# WHAT IS EXPECTED:
Copy out all the entries exactly.
— BEGIN —
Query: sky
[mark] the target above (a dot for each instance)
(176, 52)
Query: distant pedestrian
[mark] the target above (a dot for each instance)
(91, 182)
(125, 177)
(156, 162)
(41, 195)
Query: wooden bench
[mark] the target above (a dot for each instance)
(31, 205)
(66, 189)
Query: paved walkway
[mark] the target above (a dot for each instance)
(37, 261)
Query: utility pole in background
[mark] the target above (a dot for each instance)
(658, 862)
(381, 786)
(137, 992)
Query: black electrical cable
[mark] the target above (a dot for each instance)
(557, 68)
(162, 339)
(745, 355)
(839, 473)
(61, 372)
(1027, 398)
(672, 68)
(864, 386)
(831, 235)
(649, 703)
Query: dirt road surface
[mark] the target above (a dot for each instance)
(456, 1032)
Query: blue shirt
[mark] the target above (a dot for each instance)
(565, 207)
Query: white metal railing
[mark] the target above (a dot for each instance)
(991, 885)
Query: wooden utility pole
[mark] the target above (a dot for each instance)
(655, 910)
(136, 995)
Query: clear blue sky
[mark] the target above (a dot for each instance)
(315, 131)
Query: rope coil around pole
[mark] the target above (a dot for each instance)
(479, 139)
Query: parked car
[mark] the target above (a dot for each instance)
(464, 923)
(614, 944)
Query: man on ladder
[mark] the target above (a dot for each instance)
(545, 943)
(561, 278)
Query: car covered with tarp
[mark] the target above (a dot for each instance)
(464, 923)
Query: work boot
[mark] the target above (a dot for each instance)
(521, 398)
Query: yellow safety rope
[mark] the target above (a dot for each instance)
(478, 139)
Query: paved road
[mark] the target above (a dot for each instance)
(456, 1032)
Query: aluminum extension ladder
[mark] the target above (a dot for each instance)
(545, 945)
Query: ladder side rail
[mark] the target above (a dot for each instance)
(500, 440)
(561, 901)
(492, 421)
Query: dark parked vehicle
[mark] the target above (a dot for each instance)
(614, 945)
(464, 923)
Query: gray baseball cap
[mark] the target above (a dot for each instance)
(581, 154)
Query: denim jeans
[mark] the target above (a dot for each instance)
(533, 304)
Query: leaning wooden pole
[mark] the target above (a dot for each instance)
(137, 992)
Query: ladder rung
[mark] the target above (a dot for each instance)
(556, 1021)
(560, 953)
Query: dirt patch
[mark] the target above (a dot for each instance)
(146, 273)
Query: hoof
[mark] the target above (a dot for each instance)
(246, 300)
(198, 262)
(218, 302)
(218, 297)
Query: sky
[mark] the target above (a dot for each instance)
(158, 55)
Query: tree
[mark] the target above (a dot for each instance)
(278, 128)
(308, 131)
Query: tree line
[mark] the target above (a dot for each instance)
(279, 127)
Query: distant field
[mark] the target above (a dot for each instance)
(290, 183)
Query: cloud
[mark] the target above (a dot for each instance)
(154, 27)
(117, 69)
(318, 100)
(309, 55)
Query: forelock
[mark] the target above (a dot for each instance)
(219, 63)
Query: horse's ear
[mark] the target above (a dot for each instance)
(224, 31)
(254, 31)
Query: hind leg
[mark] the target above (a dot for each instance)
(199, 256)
— END —
# RESPONSE TO THIS TASK:
Query: sky
[mark] the target above (a dot for each instance)
(176, 52)
Query: distant pedestrian
[mark] the target above (a dot for each instance)
(91, 182)
(125, 177)
(156, 162)
(41, 195)
Query: wooden bench
[mark] the target above (a dot for each instance)
(31, 205)
(66, 189)
Query: paved walkway
[mark] the target above (a dot for each instance)
(37, 261)
Query: utility pole in background
[mark] the target above (a dot for each instance)
(658, 862)
(381, 786)
(137, 992)
Query: black electrical cable
[mark] the target above (a dot for each instance)
(557, 68)
(162, 339)
(745, 355)
(839, 473)
(61, 372)
(1027, 398)
(672, 68)
(864, 386)
(831, 235)
(649, 703)
Query: dirt road surface
[mark] the target above (a dot for each instance)
(456, 1032)
Query: blue shirt
[mark] the target above (a dot for each instance)
(565, 207)
Query: white metal railing
[mark] the target above (a dot for each instance)
(991, 885)
Query: wooden utility pole
[mark] the target above (a dot for each instance)
(655, 910)
(136, 995)
Query: clear blue sky
[mark] the target above (a dot for each instance)
(315, 131)
Query: rope coil around pole
[mark] the target above (a dot for each instance)
(479, 139)
Query: parked car
[mark] the target above (a dot for each instance)
(464, 923)
(614, 944)
Query: man on ladder
[mark] the target above (a dot for each instance)
(545, 943)
(561, 278)
Query: car covered with tarp
[mark] the target above (a dot for each instance)
(464, 923)
Query: work boot
[mark] the target above (a dot for each instance)
(521, 398)
Query: yellow safety rope
[mark] the target above (a dot for each instance)
(478, 139)
Query: paved road
[mark] the target above (a dot for each instance)
(456, 1032)
Query: aluminum extension ladder
[mark] the target above (a dot for each instance)
(545, 945)
Query: ladder side rail
[mark] the target above (a dot for each instance)
(500, 440)
(561, 901)
(492, 421)
Query: dark parked vehicle
[mark] the target above (a dot for each instance)
(614, 945)
(464, 923)
Query: gray baseball cap
[mark] the target above (a dot for each instance)
(581, 154)
Query: denim jeans
[mark] the target above (a dot for each instance)
(533, 304)
Query: leaning wooden pole
[mark] the target above (a dot for each instance)
(137, 992)
Query: ladder rung
[mark] the target above (a dot for each instance)
(556, 1021)
(560, 953)
Query: dirt patch
[mark] the target above (a dot for each instance)
(146, 273)
Query: hoof
[mark] the target above (a dot for each instance)
(246, 300)
(198, 262)
(218, 302)
(218, 297)
Query: sky
[mark] the target above (a dot for each instance)
(158, 55)
Query: tree
[mark] the target above (a dot for each instance)
(278, 128)
(308, 131)
Query: tree line
[mark] the target above (a dot for each instance)
(279, 127)
Query: distant field
[mark] the target above (a dot for each instance)
(290, 183)
Query: cloud
[mark] the target above (a dot for each instance)
(154, 27)
(117, 69)
(318, 100)
(309, 55)
Query: forelock
[mark] the target above (a dot for each instance)
(219, 63)
Query: horse's ear
[mark] the target above (a dot for each instance)
(224, 31)
(254, 31)
Query: hind leg
[mark] the target above (a dot for each instance)
(199, 256)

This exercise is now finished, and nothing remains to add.